WHAT IS BEING ASKED: In the life insurance passage, what death benefit is reached at age 100 when the crediting rate is 3%?

SOURCE PASSAGE:
Is there another way to look at this? Yes. Let’s assume the same facts but instead of paying $625,000 a year each and every year you pay $2,734,375 a year for 4 years for a total of $10,937,500. Let’s further assume you agree you do not need the entire $20,000,000 of death benefit now. Instead you want to maximize your back end death benefit because that is more in line when you are supposed to die. Finally let’s use the same assumptions, male age 65 with a standard non-smoker rating and, the only cost is the risk cost, and the crediting rate is 4%. Instead of insurance cover terminating at age 101 coverage not only continues until death it grows well beyond $20,000,000 as follows:
Age 84: $20,694,059
Age 90: $25,388,099
Age 100: $34,822,285
Age 105: $42,366,634
What happens if the crediting rate is 3%? Coverage does not terminate it is simply less:
Age 84: $17,395,536
Age 90: $20,139,358
Age 100: $25,079,077
Age 105: $29,073,524
What if the crediting rate is 1%? Coverage still does not lapse it is simply less again:
Age 84: $12,207,016
Age 90: $12,563,834
Age 100: $12,859,665
Age 105: $13,515,637
What you have effectively done, by causing the life insurance contract to be designed differently, is you have taken into account the uncertainty of the future. Instead of a lapse the coverage is simply adjusted. If things are so bad the crediting rate has dropped to 1% per year it is likely the need for insurance has also decreased. If things are better the converse may also be true: the need for an increasing death benefit. Either way the death benefit is more than the amount paid in, unlike the level death benefit and annual premium arrangement shown in the first example.

(Collected data entries)
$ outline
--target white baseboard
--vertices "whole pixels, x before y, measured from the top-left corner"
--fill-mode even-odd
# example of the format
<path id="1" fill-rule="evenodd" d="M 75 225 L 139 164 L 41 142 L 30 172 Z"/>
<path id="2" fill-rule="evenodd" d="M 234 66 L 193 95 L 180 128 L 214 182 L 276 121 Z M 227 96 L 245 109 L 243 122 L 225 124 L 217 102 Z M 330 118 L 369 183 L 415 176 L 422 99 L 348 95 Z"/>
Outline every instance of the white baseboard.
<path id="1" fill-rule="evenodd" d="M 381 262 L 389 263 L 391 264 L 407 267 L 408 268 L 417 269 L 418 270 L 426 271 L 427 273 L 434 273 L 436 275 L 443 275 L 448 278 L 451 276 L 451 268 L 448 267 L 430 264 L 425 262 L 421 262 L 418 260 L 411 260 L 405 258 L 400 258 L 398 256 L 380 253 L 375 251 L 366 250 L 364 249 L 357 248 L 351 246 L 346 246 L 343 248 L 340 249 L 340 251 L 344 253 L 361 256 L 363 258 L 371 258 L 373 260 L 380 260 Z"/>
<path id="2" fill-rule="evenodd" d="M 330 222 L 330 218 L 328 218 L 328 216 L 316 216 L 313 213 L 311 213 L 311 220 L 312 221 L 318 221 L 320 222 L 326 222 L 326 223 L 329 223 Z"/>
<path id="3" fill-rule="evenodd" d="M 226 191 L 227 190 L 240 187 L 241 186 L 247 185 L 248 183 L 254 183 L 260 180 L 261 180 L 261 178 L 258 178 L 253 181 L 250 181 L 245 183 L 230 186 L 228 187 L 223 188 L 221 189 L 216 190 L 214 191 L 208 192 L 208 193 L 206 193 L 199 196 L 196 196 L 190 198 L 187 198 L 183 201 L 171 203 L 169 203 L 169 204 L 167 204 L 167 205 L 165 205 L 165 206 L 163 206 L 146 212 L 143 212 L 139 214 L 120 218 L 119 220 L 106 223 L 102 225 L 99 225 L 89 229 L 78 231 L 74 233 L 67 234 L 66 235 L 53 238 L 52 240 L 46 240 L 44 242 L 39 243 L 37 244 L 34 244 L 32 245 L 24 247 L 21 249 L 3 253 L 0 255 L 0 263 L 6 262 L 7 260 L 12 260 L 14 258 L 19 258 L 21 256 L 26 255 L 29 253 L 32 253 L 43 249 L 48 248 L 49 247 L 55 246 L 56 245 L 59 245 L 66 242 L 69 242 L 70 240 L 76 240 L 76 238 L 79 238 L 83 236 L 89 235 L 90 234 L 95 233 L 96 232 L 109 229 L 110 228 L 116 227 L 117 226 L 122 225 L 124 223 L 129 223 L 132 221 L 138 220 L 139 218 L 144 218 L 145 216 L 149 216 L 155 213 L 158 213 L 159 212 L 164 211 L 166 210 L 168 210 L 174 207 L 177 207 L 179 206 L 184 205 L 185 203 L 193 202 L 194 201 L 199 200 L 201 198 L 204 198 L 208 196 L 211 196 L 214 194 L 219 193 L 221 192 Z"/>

RESPONSE AREA: $25,079,077